= Task to complete =
Print every line below without adding or leaving out a single word.

Records from a collection

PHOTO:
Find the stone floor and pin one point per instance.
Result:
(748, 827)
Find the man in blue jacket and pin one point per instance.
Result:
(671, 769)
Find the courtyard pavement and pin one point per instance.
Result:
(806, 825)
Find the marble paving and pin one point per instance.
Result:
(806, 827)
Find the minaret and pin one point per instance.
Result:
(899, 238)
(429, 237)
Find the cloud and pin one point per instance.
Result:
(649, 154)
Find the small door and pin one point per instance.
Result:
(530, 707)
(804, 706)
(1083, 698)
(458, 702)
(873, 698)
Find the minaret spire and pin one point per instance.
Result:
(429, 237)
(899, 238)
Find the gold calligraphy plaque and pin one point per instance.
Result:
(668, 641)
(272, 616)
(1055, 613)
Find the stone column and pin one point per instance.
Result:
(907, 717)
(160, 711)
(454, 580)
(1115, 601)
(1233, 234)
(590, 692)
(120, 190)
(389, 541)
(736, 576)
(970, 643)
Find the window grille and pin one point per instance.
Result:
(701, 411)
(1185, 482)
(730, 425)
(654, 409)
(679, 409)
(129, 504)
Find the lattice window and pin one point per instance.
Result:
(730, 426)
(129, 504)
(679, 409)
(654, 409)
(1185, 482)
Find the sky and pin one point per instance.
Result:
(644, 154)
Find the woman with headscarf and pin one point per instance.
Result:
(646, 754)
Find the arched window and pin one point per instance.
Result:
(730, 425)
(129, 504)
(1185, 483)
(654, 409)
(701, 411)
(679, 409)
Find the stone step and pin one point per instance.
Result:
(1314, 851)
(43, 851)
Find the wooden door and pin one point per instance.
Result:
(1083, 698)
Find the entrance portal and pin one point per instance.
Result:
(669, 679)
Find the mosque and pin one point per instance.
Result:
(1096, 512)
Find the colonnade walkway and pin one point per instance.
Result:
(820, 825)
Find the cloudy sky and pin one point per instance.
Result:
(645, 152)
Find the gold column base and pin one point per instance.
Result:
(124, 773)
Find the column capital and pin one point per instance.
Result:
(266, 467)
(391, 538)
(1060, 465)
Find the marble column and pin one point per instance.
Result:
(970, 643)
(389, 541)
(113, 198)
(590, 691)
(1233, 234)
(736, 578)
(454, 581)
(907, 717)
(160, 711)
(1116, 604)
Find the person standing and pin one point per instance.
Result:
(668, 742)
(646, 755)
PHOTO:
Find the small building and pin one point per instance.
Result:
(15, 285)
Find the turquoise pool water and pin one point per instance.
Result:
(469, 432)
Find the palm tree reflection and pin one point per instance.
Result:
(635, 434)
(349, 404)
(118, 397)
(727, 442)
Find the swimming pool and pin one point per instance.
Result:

= Response to this exercise =
PHOTO:
Find the stone floor and pin one point per instance.
Result:
(748, 827)
Find the man in blue jacket and pin one point per instance.
Result:
(671, 769)
Find the courtyard pavement and pin one point per instance.
Result:
(806, 825)
Find the marble paving and pin one point per instance.
Result:
(806, 827)
Find the minaret and pin one point per instance.
Result:
(899, 238)
(429, 237)
Find the cloud and pin one point per instance.
Result:
(649, 154)
Find the small door and pin one point per instance.
Result:
(530, 707)
(804, 706)
(1083, 698)
(458, 702)
(873, 698)
Find the minaret spire and pin one point per instance.
Result:
(429, 237)
(899, 238)
Find the gold calligraphy plaque and pin one point per instance.
Result:
(668, 641)
(272, 616)
(1055, 613)
Find the stone column and pin one point per instance.
Result:
(907, 717)
(160, 711)
(454, 580)
(1115, 601)
(1233, 234)
(590, 692)
(120, 190)
(389, 541)
(736, 576)
(970, 643)
Find the window grille and pin one point per instance.
Result:
(701, 411)
(1185, 482)
(730, 425)
(654, 409)
(679, 409)
(129, 504)
Find the lattice window and pin one point per instance.
Result:
(730, 426)
(129, 504)
(679, 409)
(654, 409)
(1185, 482)
Find the sky and pin one point per instance.
Result:
(644, 154)
Find the woman with headscarf and pin one point per instance.
Result:
(646, 754)
Find the arched window and pin one point per instance.
Result:
(730, 425)
(129, 504)
(1185, 483)
(654, 409)
(701, 411)
(679, 409)
Find the stone step and pin one point per instance.
Result:
(1314, 851)
(43, 851)
Find the wooden door and pin one point per instance.
Result:
(1083, 698)
Find the entrance portal and pin one point per instance.
Result:
(669, 679)
Find the mosque and pin one point per instance.
Result:
(1096, 512)
Find the colonnade walkway and pin one point per instance.
Result:
(820, 825)
Find the cloudy sky and pin one point per instance.
Result:
(645, 152)
Find the gold column base and pin one point per instance.
Result:
(124, 773)
Find the column capital and pin one point per instance.
Result:
(266, 467)
(391, 538)
(1060, 465)
Find the marble column and pin one point per instance.
Result:
(970, 643)
(389, 541)
(113, 198)
(590, 691)
(1233, 234)
(736, 578)
(454, 581)
(907, 717)
(160, 711)
(1116, 604)
Find the person standing and pin one point per instance.
Result:
(668, 742)
(646, 755)
PHOTO:
Find the small building and pin one point per instance.
Result:
(15, 285)
Find the turquoise pool water and pin one point per instance.
Result:
(469, 432)
Find the palm tree reflection and pin one point per instance.
Result:
(635, 434)
(349, 404)
(118, 397)
(727, 442)
Find the swimming pool and pin one point per instance.
Result:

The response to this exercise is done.